→ **SHORT TASK**:
Please state how many lines in the entries below contain the word "boot". Reply with the number alone.

┌─ RAW RECORDS

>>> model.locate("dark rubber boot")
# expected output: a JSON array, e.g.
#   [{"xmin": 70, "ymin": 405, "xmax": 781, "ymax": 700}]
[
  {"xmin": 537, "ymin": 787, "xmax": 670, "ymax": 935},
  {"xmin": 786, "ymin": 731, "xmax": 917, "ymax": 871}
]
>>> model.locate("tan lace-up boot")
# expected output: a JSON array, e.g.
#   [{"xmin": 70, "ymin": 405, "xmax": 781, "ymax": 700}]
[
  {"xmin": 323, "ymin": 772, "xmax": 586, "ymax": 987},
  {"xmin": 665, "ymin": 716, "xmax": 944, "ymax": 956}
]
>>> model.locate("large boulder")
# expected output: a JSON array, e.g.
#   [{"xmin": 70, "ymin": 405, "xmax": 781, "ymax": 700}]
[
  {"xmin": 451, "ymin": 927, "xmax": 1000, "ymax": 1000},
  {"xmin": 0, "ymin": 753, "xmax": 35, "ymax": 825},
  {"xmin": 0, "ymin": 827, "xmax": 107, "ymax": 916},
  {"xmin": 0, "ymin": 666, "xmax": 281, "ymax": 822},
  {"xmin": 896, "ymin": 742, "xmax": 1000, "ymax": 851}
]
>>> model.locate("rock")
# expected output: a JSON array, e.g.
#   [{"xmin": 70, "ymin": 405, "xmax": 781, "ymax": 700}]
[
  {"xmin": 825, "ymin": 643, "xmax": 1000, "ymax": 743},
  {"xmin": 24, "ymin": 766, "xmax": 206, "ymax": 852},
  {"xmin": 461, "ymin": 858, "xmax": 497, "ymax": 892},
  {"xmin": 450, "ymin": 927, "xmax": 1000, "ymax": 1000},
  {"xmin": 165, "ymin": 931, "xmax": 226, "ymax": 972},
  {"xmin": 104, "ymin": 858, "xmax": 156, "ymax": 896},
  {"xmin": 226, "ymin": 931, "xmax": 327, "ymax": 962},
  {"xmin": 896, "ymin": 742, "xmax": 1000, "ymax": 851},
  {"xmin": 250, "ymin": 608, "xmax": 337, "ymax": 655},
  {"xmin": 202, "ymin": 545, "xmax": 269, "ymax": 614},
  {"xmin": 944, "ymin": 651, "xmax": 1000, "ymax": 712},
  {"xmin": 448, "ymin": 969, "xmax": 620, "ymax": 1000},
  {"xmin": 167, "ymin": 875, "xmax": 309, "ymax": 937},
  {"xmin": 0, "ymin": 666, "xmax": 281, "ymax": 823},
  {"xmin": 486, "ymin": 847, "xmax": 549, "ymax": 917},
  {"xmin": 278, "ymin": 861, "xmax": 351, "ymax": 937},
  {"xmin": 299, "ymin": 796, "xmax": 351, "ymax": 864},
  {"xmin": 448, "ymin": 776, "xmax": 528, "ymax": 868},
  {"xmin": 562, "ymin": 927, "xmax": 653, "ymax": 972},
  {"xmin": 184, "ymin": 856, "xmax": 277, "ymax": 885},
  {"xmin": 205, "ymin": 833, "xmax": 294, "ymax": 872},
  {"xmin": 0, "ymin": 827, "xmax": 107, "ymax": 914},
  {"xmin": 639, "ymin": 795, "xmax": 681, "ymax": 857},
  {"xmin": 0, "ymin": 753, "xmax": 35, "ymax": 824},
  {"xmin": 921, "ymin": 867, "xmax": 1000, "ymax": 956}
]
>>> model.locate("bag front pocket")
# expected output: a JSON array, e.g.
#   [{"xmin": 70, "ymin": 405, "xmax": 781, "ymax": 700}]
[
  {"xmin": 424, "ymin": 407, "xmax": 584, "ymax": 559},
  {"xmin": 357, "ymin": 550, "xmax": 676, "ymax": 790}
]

└─

→ **SOLUTION**:
2